* _Page excerpt_:
# Full Hook-up



## dazee (Apr 27, 2007)

OK, here goes, We moved to a permanent site with our 26Rls. Which Tanks do we hook up to the sewer? The one that says sewer connection only has a gray tank connected to it. The other gray tank and black tank are on the other outlet.







Do they interconnect with each other? What am I missing?


----------



## Nathan (Jan 2, 2007)

So, there are 2 sewer outlets? That will be a bit of a pain.


----------



## mmblantz (Jul 1, 2007)

I've seen a few of these at campgrounds. I think there was a y-connector so you could connect both. One guy just left the second laying on the ground until he needed to dump.---Mike


----------



## CamperAndy (Aug 26, 2004)

First and foremost do not leave any of your valves open. The only exception is opening the valve that is connected to the shower when you know there will be a lot of water use.

Only set up to open the black tank when it is full or you will get a very bad situation develop in the black tank called the "Pyramid of Poop". Once you get that it is hard to get rid of. Since you are at a permanent site use LOTS of water when you use the black tank.


----------



## Oregon_Camper (Sep 13, 2004)

dazee said:


> OK, here goes, We moved to a permanent site with our 26Rls. Which Tanks do we hook up to the sewer? The one that says sewer connection only has a gray tank connected to it. The other gray tank and black tank are on the other outlet.
> 
> 
> 
> ...


Might be helpful if you can post a picture of these outlets.


----------



## mmblantz (Jul 1, 2007)

kyoutback said:


> Y adaptor
> 
> Problem solved.


Just what I was talking about. ---Mike


----------



## clarkely (Sep 15, 2008)

Our friends Travelstar has two like that, they have a Y Pipe..........it is a pain....for permanent site, it would be much less of a pain.

remember to dump when full..............and i would not leave the one open to the shower either...........i do not believe there is a trap between the shower drain and holding tank.................therefore if you leave that valve open, you will allow the sewer gasses back in....


----------



## Oregon_Camper (Sep 13, 2004)

clarkely said:


> do not believe there is a trap between the shower drain and holding tank


OH...a trap would be very bad.









They do not have them.


----------



## austinpowers (Jul 9, 2006)

I have a 26rls and am on a permanent hook-up. That flex hose falls apart after awhile if it's exposed full time. I went to HD and bought some 3 in sewer pipe, 1 elbow, 1 T, and 3 of those 3 inch rubber pipe connectors with the clamps. I put an adapter on each outlet that you normally use to use the flex hose, then a rubber adapter, then 6 to 8 inches of 3 inch pipe. Then the elbow on the front outlet, short piece of pipe to the T that connects to the second outlet, then the rest of the pipe. Then rubber connector then an adapter that normally use to splice two flex hoses, and that connects a short section of flex hose to sewer. My connection to the mail sewer is clear at the back of my trailer so I still use a short section of flex, but this summer I'm going to plumb the rest of the way with 3 inch pipe. I've had this set-up for 3 years and it works great. BTW, I leave both grey valves open all the time and no problem. A couple of times each year I let them fill up and sit for a few days with some tank cleaner in them. I'll try to get a picture.

* _Entries_:
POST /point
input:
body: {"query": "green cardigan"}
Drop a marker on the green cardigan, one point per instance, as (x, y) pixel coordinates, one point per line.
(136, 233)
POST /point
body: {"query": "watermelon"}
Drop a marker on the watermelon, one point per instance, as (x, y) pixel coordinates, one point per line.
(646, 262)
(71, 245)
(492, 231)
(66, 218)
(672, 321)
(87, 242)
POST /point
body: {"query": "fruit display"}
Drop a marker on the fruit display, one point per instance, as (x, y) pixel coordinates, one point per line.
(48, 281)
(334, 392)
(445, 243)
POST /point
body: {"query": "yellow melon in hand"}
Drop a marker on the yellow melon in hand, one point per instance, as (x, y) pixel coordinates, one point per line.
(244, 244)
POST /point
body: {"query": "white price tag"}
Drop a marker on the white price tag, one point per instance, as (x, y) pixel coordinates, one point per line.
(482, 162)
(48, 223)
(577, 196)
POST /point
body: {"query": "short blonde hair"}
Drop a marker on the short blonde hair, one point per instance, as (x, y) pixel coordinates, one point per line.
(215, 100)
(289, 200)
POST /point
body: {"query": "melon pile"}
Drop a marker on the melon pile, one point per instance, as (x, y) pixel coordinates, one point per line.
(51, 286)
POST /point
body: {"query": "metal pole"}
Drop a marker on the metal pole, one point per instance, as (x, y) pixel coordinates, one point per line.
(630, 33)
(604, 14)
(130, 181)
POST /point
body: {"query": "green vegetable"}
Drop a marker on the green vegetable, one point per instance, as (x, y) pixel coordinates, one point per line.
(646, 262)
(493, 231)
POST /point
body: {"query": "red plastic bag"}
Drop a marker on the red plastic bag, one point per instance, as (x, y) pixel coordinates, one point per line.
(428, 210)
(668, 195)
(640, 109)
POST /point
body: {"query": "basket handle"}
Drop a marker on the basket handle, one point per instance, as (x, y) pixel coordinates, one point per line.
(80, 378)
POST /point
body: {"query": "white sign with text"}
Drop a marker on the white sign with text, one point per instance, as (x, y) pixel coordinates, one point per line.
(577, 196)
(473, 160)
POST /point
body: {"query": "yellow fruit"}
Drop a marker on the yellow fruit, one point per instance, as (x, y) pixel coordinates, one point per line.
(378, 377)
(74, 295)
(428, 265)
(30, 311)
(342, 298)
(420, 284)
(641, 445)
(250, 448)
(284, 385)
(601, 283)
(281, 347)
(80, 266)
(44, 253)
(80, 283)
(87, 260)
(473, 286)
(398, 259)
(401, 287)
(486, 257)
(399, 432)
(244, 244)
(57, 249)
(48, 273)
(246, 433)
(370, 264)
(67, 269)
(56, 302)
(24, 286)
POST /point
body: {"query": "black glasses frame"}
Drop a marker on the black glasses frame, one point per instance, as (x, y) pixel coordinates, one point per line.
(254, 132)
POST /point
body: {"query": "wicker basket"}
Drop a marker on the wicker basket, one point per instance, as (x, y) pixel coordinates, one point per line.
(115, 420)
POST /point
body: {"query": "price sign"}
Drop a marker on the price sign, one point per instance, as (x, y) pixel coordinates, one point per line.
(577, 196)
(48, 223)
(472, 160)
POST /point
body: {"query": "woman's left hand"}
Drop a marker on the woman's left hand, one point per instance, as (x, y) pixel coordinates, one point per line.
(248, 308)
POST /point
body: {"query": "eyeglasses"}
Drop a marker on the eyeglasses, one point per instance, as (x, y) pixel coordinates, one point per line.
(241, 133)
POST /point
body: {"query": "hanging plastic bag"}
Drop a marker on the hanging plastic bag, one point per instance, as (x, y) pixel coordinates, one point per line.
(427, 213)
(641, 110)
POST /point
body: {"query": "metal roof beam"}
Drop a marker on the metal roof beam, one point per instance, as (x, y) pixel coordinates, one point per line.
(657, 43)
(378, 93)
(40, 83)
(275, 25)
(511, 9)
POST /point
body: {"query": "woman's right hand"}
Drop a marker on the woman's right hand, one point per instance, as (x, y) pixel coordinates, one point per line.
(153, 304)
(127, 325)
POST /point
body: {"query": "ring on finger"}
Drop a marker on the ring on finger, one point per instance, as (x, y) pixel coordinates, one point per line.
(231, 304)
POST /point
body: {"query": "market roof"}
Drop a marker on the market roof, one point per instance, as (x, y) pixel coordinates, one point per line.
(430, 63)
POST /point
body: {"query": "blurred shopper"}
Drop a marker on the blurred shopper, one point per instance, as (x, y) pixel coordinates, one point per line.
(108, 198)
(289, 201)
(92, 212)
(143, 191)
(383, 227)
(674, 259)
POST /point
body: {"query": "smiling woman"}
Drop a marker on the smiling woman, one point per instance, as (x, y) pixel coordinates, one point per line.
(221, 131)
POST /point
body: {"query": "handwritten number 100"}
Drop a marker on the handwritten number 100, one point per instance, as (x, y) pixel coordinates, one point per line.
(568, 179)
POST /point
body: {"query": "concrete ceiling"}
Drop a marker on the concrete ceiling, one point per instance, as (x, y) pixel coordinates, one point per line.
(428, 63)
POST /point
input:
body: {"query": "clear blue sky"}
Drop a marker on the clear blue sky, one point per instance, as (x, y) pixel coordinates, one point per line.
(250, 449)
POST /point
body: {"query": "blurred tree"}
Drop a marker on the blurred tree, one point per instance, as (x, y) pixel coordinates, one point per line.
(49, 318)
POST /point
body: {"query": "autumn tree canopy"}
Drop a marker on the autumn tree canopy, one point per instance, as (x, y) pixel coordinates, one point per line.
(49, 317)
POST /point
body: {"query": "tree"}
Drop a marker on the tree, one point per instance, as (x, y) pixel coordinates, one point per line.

* _Task instructions_: Go on with the forum thread about hooking up a 26RLS trailer's tanks to a permanent sewer, starting right after its last post.

* _Answer for this exercise_:
----------



## tdvffjohn (Mar 10, 2005)

No one said it yet, so I will.......There are NO dumb questions,

occasionally dumb answers but we re polite and do not point them out





































now, what was the question?









oh yea, Y adapter would work, also use a accordian sewer thingy to get the water flowing downhill instead of laying the hoses on the ground.

John


----------



## dazee (Apr 27, 2007)

Thanks so much for your replies. It would be really great if you could get a picture AustinPowers. Again, thanks all for your suggestions


----------



## Just Add Dirt (May 5, 2009)

Can you explain that "pryamid of poop" thingy?


----------



## CamperAndy (Aug 26, 2004)

Just Add Dirt said:


> Can you explain that "pryamid of poop" thingy?


Easy, if you leave the black tank valve open, then all water drains but the solids do not move that well from the center of the tank to the drain without plenty of liquid. A few days of this and you start to form a mass under the toilet that begins to form a pyramid. Every flush just adds to the pile. After a while the drain will actually get plugged.

You do not want this to happen.


----------



## GarethsDad (Apr 4, 2007)

The showers and/or bathtubs have a trap that is UBC and NPC code, plus I replaced the step tub with full tub and have had the trap in my hand. James


----------



## Partsman Ed (Aug 26, 2008)

The Pyramid of Poop is Dr. Evals new "underground lair"


----------



## 4fun_timers (Dec 16, 2007)

Here is a pic of my 2 outlets. It hasn't been a pain for me so far. For full hookup's I simply leave my hose connected to the one on the left of the axles for draining the bath/grey tank when needed. When its time to leave, I flush the black tank and follow up by draining the bath/grey then I move my hose to the rear kitchen grey. At dumps I simply have my DW pull the OB forward when I'm done with the bath tanks and I drain the rear kitchen tank. All has worked very well so far and I like the 80 gallon grey capacity.


----------



## Oregon_Camper (Sep 13, 2004)

CamperAndy said:


> Can you explain that "pyramid of poop" thing?


Easy, if you leave the black tank valve open, then all water drains but the solids do not move that well from the center of the tank to the drain without plenty of liquid. A few days of this and you start to form a mass under the toilet that begins to form a pyramid. Every flush just adds to the pile. After a while the drain will actually get plugged.

You do not want this to happen.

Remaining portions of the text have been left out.